PROBLEM TO WORK ON: From the records below, find each line with the string "marker" and copy it.

INPUT DATA:

-----

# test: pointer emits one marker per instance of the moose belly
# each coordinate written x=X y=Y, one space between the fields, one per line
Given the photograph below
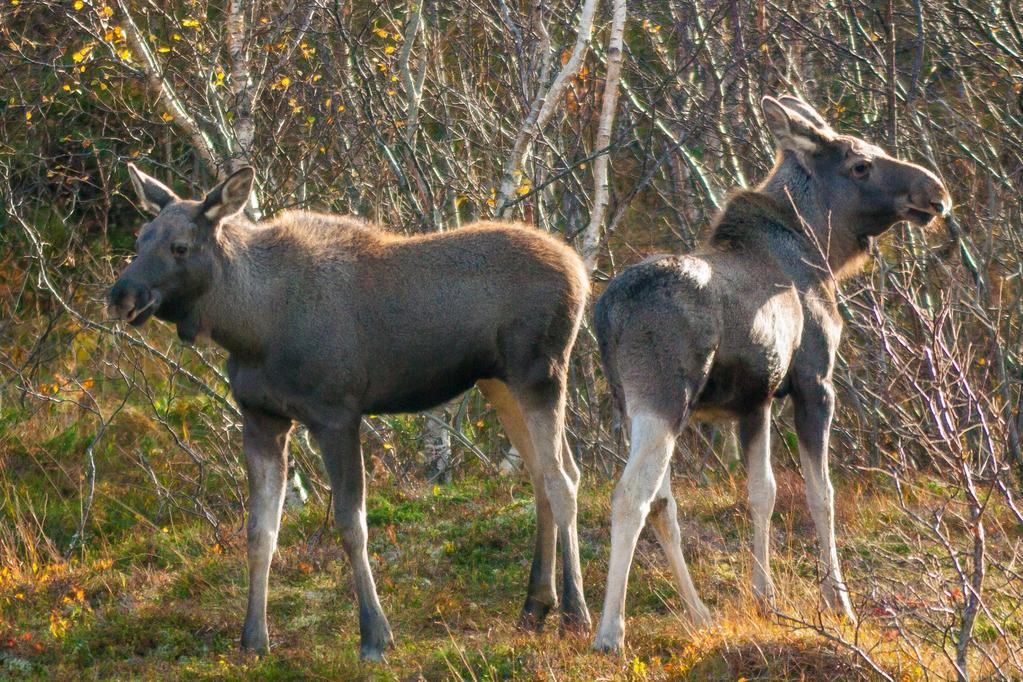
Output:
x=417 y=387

-----

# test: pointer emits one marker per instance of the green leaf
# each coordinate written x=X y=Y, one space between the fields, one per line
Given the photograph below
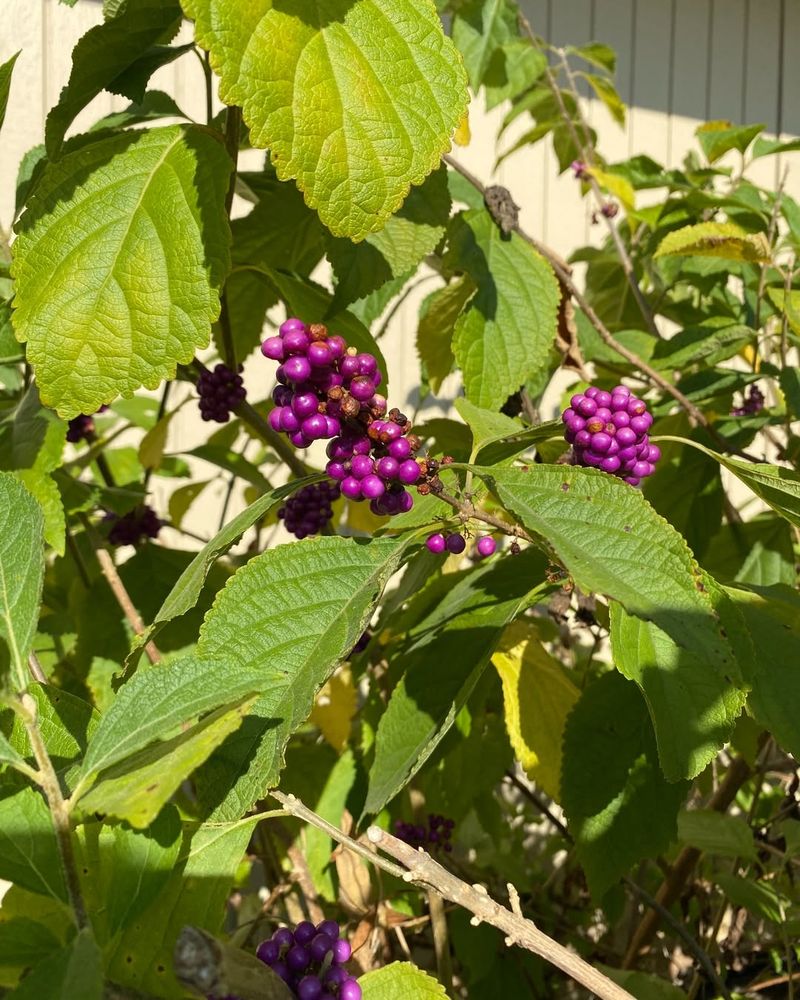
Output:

-----

EXERCISE SOLUTION:
# test: pointer emits one marker per instance of the moose belly
# test: pointer emits one marker per instance of the green leaf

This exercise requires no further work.